Input data:
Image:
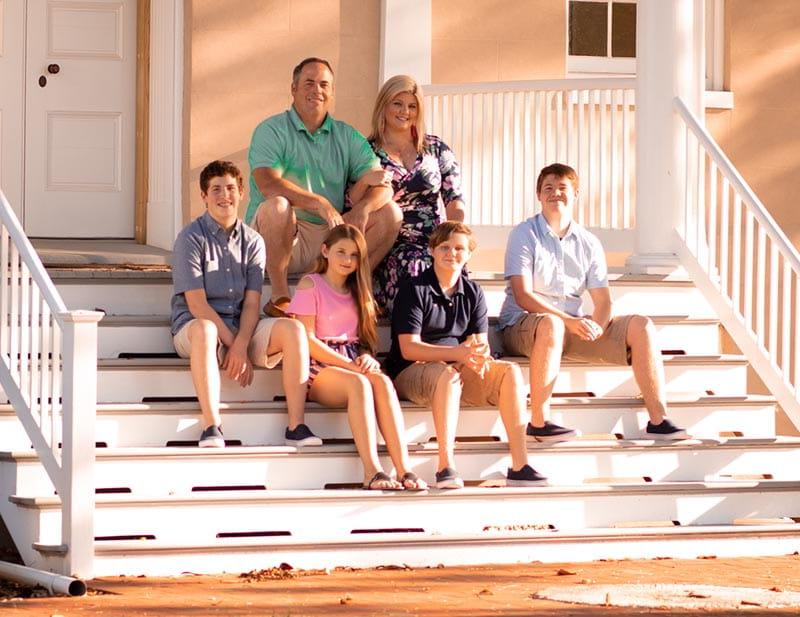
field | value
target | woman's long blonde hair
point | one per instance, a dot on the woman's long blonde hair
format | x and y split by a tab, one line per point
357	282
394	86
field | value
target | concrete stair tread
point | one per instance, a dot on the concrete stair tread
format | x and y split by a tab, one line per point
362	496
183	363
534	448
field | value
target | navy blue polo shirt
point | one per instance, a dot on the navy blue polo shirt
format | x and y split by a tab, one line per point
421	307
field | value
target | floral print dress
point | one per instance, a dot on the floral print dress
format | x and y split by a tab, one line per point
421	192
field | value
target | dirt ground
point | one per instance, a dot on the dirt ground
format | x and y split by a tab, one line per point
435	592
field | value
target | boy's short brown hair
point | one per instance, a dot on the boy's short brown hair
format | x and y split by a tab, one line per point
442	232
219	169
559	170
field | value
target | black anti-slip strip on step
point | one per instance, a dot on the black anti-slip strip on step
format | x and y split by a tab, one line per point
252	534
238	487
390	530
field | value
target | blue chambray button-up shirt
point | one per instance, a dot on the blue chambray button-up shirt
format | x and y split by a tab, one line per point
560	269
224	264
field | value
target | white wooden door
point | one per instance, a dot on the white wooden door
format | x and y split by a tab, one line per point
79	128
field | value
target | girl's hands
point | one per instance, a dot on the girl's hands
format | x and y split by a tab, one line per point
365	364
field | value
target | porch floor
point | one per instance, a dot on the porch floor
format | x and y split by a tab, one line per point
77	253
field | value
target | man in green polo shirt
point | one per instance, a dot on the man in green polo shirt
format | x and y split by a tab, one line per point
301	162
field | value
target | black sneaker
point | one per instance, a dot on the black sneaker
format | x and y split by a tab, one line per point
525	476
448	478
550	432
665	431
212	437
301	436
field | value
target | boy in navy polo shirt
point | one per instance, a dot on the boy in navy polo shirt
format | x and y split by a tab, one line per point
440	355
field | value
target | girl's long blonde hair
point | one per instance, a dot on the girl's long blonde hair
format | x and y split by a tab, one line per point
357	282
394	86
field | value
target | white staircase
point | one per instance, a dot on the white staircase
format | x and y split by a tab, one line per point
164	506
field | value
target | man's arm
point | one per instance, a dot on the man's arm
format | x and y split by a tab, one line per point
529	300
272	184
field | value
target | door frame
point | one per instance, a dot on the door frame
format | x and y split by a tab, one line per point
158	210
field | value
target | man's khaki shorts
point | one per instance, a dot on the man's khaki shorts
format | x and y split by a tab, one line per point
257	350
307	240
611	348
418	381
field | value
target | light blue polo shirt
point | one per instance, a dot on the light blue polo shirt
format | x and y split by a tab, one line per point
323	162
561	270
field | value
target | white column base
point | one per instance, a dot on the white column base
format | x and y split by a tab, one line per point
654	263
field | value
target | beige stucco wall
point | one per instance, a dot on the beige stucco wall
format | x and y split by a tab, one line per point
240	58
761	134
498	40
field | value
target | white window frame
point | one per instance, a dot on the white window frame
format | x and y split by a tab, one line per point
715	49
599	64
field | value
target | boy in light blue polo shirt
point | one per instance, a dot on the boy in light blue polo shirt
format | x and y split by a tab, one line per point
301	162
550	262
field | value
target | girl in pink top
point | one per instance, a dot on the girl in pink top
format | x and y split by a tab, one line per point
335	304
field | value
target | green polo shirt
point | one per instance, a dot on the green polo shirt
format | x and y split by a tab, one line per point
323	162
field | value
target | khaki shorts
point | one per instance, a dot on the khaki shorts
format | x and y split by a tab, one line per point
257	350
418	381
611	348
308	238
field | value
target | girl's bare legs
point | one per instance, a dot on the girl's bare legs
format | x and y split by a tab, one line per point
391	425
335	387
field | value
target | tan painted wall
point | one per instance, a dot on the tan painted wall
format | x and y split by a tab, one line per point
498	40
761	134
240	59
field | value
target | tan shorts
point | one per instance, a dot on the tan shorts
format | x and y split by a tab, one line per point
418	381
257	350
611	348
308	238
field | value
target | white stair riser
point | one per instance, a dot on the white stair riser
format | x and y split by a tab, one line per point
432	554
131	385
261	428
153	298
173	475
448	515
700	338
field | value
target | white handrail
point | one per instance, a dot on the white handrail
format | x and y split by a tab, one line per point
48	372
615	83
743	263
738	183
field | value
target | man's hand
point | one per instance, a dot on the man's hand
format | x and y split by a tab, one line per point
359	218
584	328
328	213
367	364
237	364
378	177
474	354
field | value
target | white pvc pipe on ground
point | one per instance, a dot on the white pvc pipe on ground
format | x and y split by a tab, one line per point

* * *

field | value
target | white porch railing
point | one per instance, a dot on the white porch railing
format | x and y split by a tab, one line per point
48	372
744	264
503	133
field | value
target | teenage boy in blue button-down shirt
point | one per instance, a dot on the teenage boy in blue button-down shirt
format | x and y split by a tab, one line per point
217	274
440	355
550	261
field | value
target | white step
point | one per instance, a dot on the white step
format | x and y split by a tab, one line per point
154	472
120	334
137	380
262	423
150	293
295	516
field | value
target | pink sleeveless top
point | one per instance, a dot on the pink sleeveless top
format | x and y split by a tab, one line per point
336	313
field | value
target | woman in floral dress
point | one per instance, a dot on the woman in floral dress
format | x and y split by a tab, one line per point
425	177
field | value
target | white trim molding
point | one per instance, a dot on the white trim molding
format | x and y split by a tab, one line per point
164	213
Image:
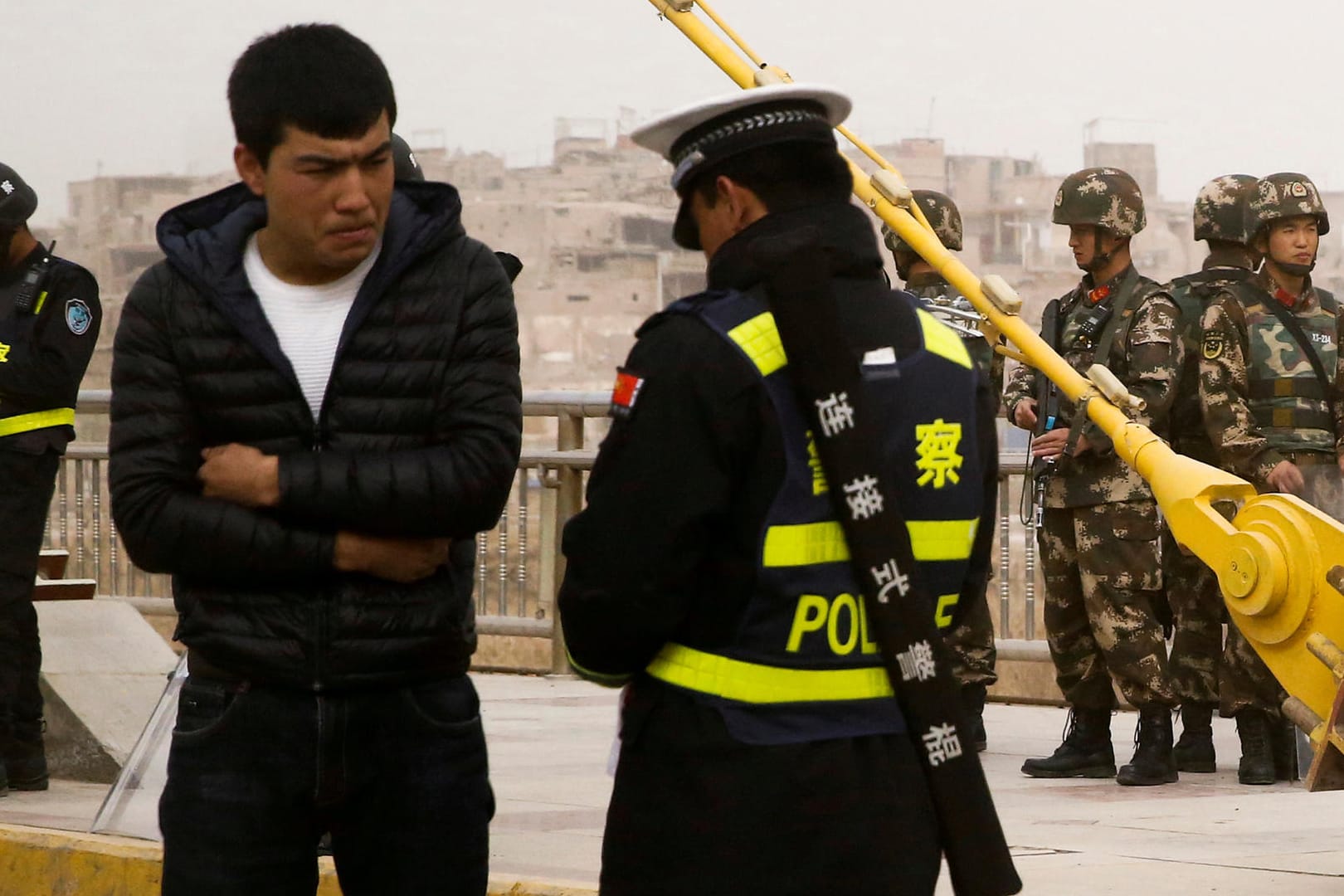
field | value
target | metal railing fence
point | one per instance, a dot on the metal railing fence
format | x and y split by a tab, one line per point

---

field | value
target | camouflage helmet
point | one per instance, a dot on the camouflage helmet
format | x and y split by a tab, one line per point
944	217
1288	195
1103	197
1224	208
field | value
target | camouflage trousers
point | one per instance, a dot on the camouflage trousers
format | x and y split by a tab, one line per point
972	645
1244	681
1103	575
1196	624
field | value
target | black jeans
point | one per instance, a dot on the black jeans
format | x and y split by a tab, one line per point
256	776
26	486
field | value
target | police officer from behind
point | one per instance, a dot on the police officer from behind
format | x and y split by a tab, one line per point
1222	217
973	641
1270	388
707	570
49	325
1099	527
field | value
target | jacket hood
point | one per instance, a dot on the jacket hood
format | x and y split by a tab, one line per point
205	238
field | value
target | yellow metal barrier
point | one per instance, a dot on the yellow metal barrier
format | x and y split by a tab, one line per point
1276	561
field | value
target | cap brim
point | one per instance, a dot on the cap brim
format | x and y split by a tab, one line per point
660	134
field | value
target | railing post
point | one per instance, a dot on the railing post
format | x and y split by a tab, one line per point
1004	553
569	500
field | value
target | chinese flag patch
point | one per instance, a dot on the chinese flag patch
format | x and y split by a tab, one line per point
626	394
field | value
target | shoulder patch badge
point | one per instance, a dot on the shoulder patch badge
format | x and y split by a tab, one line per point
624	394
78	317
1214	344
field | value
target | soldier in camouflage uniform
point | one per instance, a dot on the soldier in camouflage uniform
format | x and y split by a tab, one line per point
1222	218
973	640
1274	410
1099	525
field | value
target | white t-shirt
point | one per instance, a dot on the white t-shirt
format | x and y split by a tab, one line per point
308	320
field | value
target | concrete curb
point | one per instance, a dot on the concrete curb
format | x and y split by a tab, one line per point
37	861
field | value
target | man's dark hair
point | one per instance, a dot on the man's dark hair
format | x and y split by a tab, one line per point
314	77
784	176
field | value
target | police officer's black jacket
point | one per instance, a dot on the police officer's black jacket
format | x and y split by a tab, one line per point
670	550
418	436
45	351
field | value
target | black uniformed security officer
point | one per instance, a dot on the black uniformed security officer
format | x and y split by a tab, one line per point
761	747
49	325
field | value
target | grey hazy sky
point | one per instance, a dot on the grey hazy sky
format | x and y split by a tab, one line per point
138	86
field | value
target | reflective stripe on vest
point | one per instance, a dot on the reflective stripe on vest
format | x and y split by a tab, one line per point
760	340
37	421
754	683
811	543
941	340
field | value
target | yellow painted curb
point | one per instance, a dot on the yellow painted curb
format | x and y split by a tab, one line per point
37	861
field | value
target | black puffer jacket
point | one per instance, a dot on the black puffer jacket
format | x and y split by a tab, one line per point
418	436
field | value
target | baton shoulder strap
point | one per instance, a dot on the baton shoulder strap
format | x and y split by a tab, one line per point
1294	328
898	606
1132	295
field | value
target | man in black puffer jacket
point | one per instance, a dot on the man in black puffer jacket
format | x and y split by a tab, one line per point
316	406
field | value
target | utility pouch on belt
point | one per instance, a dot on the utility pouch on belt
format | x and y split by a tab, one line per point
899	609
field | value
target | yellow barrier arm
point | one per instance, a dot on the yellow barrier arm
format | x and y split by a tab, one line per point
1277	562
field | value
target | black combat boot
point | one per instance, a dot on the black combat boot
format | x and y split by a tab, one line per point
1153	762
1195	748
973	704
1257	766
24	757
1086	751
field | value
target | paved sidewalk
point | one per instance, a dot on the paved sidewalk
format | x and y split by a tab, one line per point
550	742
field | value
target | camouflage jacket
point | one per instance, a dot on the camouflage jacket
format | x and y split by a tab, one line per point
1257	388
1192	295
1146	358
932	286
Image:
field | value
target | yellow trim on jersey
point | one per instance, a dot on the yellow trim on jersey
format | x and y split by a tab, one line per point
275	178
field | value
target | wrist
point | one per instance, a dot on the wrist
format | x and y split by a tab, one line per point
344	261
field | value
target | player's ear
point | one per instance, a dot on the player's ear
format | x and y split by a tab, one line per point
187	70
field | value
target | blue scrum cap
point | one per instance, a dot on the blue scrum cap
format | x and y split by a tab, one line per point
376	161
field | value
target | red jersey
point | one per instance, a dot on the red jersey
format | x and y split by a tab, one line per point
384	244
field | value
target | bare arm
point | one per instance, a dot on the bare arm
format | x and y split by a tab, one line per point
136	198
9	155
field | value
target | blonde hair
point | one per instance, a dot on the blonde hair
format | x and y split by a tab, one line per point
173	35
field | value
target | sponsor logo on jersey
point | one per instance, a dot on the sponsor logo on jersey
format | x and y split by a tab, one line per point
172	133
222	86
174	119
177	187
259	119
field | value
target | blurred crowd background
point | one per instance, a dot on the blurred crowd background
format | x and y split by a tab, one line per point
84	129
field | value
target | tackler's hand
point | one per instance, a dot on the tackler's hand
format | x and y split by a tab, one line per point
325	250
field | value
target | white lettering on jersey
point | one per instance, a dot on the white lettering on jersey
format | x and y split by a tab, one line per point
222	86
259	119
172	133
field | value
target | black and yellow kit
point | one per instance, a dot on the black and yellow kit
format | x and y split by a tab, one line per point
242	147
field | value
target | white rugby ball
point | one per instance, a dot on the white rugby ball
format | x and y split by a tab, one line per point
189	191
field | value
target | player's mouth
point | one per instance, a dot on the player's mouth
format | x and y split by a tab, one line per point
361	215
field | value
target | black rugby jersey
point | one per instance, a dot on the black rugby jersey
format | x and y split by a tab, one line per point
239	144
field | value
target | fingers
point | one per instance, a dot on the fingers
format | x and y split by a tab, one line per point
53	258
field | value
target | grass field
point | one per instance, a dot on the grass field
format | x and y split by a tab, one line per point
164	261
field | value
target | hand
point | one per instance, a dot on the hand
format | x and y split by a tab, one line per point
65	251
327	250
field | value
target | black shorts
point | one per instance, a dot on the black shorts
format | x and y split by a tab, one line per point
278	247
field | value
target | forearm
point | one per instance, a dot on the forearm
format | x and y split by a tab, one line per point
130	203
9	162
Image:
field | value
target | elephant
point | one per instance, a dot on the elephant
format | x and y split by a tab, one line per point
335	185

What this task involves:
Scan the entries for the word "post". Report each line that has it.

Worked solution:
target | railing post
point | one per instance, a dot on the railing post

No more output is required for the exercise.